━━━━━ Sayfa Alıntısı ━━━━━
Yaşam boyu öğrenmenin zorunlu olduğu günümüz toplumlarında “öğrenmeyi öğrenme” temel becerisinin öğrencilere kazandırılması zorunlu hâle gelmiştir. Öğrenmeyi öğrenme becerisi bilgiye çeşitli kaynaklardan ulaşma, değerlendirme ve kullanma becerilerinin yanı sıra bilgi ve iletişim teknolojilerinin kullanımını da zorunlu kılmıştır. Zira değişikliklere uyum sağlama ve öğrenme kapasitesi, hangi meslekten olursa olsun çalışanların en değerli niteliği olmaktadır.

Bilgi kaynaklarının yalnızca basılı formatta olduğu geçmişte, kullanıcı eğitim programlarının içeriği kütüphanenin sahip olduğu kaynakların kullanımı ve kütüphanenin vermiş olduğu hizmetlerin tanıtımı ile sınırlı kalmıştır. Oysa teknoloji ile birlikte bilginin bulunduğu formatta ve bu bilgiye erişim yöntemlerinde köklü değişiklikler meydana gelmiştir. Bilgi iletişimindeki bu gelişmeler ile; kütüphaneler artık sadece bir bilgi deposu olmaktan çıkarak yerleşimden bağımsız (yerel ve sanal) öğrencilerin ve öğretim elemanlarının bilgi araştırabileceği ve elde edebileceği aktif laboratuarlar halini almıştır (Angeley ve Purdue 2004). Böylece sahip olunan kaynaklar ve verilen hizmetlerin tanıtımı ile sınırlı kullanıcı eğitim programları da geçerliliğini yitirmiştir. Bu nedenle yürütülmekte olan kullanıcı eğitim programlarının, özellikle 1980’lerden sonra, bilgi okuryazarlığı becerilerini kapsayacak biçimde genişletilmesi kaçınılmaz olmuştur.
━━━━━ Görev Girdisi ━━━━━
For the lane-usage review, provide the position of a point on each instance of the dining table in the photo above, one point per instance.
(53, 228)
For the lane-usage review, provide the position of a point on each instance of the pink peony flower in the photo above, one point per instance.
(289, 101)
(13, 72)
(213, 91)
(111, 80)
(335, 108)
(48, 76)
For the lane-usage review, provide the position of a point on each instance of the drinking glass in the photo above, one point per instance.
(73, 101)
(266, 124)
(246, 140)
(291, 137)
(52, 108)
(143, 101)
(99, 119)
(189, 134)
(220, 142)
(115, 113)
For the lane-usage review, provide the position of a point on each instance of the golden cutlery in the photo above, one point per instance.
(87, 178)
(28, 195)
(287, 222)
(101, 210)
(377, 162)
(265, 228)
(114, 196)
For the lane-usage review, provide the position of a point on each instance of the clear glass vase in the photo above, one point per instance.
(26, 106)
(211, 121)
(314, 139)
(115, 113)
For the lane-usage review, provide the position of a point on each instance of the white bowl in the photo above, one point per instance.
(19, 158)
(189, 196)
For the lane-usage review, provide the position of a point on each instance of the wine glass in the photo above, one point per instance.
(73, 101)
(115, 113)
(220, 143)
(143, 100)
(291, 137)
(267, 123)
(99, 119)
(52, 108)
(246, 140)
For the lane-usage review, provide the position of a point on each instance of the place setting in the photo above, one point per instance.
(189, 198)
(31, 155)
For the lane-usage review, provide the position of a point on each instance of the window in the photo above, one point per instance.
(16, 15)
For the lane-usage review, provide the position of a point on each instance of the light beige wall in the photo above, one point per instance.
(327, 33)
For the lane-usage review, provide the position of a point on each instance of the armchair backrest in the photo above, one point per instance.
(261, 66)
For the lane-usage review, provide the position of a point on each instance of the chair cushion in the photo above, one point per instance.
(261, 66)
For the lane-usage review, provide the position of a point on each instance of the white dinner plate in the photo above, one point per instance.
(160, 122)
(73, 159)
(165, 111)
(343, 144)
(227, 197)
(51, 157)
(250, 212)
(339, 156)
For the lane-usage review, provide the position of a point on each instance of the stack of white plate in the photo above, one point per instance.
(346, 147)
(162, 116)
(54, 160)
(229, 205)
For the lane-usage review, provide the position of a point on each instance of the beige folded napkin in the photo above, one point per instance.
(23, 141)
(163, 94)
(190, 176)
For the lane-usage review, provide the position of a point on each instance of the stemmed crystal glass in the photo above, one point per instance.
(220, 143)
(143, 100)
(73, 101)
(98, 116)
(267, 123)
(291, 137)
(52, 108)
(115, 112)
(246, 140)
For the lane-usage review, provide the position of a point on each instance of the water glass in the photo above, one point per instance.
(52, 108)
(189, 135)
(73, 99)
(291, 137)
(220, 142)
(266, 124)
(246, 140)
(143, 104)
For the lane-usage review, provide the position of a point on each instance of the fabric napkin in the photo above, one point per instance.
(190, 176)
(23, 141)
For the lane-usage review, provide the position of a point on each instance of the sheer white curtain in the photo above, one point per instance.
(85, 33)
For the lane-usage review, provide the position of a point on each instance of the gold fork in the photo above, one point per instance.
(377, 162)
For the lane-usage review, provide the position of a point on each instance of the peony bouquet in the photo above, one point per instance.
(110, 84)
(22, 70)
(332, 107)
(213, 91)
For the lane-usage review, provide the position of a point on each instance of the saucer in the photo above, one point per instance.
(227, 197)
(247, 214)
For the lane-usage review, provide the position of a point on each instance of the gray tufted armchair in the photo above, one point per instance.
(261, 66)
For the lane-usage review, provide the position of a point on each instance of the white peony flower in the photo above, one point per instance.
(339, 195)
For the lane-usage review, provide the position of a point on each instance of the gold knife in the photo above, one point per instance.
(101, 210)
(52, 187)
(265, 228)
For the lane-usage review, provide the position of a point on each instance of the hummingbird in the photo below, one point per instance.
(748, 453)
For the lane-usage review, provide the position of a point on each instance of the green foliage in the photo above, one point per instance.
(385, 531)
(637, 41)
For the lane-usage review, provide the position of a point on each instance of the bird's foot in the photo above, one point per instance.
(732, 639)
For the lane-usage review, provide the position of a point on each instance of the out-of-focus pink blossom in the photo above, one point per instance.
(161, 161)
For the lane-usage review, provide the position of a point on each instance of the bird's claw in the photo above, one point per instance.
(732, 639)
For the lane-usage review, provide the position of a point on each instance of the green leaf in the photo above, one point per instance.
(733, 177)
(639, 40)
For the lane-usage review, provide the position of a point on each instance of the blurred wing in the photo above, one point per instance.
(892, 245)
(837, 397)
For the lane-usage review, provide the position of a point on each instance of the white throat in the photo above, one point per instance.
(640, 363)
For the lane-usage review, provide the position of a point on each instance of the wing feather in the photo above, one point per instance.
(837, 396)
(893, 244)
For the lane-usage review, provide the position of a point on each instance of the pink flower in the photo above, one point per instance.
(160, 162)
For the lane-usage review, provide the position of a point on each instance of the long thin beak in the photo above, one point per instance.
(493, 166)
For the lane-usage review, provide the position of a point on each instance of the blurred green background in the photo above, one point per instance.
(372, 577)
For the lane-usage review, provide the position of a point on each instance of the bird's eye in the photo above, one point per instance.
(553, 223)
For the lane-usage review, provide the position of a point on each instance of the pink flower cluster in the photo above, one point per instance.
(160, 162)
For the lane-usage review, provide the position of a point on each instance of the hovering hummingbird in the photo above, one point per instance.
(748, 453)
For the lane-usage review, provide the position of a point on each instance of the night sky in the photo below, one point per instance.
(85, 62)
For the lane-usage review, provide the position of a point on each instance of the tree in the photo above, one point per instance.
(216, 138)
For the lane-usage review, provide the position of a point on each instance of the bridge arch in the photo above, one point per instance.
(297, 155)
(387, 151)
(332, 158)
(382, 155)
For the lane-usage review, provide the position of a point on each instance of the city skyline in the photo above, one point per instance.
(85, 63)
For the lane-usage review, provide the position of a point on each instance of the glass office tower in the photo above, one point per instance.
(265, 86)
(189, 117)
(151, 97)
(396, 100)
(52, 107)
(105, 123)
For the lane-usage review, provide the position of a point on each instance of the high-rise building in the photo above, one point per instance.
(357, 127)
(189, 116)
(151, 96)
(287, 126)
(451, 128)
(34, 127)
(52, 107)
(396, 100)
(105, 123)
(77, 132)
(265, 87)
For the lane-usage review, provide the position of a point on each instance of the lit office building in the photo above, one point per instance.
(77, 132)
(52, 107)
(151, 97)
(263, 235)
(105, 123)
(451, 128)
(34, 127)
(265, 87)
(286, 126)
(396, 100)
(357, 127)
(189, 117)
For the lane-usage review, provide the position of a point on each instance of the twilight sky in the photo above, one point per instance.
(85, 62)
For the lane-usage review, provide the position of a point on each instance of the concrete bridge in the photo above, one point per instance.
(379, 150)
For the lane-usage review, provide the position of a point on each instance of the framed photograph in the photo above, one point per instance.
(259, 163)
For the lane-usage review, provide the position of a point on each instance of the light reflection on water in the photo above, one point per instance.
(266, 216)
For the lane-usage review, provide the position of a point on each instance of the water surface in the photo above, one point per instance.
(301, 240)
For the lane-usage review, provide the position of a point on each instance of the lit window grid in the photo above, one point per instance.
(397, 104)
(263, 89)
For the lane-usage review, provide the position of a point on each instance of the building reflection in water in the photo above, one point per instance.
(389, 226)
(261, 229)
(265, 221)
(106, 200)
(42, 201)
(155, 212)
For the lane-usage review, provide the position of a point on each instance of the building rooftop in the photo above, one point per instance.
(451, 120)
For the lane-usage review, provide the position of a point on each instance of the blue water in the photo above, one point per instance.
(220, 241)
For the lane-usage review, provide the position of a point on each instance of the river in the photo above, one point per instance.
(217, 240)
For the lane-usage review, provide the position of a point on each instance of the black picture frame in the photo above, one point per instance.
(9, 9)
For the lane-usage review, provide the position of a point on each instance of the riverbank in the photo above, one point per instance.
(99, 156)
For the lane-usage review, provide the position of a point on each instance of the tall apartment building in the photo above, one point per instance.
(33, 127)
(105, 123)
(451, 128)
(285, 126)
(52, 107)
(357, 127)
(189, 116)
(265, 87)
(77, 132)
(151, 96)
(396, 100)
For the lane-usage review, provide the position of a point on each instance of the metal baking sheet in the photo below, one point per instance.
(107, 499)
━━━━━
━━━━━ Görev Girdisi ━━━━━
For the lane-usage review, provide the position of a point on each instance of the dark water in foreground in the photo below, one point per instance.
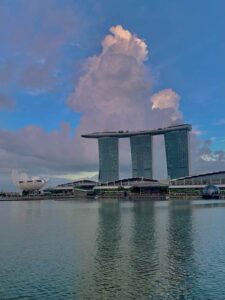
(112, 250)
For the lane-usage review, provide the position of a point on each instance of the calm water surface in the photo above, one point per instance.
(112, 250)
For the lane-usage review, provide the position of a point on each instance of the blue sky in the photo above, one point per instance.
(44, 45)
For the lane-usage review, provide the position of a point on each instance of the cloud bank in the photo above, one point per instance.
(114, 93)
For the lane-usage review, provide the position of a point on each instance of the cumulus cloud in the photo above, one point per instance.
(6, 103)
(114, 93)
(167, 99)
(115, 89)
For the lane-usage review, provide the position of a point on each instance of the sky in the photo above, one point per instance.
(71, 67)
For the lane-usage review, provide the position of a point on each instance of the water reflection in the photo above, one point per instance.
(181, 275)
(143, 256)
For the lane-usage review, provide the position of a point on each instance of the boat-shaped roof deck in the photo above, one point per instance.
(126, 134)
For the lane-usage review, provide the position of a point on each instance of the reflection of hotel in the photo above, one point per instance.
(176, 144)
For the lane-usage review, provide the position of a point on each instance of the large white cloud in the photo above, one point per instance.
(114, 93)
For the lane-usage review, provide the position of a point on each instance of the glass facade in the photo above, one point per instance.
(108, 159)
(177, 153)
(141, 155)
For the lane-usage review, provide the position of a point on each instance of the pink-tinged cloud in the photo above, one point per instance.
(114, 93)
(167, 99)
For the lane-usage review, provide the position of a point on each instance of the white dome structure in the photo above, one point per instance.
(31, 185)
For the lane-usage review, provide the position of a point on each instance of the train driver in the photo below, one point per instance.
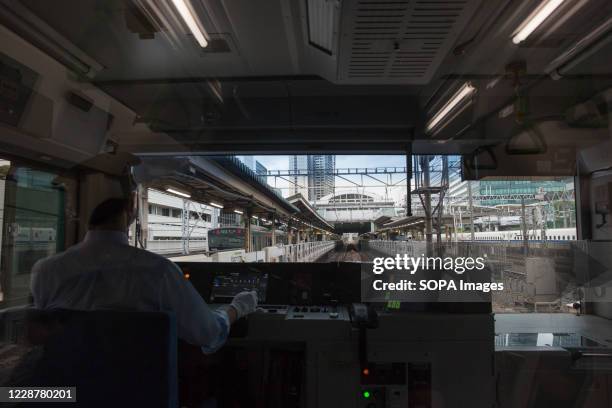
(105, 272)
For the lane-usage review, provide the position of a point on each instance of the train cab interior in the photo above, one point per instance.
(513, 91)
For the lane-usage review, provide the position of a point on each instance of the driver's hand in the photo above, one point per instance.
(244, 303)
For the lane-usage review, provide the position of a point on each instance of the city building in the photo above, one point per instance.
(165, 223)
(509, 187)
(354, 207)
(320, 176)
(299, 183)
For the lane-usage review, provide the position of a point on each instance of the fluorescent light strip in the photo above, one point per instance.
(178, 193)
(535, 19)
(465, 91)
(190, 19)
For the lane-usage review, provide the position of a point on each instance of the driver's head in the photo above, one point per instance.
━━━━━
■ **Yapılacak Görevler**:
1 > Kütüphane kullanıcı eğitimiyle ilgili metne göre, kullanıcı eğitim programlarının bilgi okuryazarlığı becerilerini kapsayacak biçimde genişletilmesi özellikle hangi dönemden sonra kaçınılmaz olmuştur?
2 > Lütfen listede "napkin" kelimesinin geçtiği satırları say ve yalnızca bu sayıyı yaz.

■ **Görev Yanıtları**:
1 > Özellikle 1980'lerden sonra.

2 > 2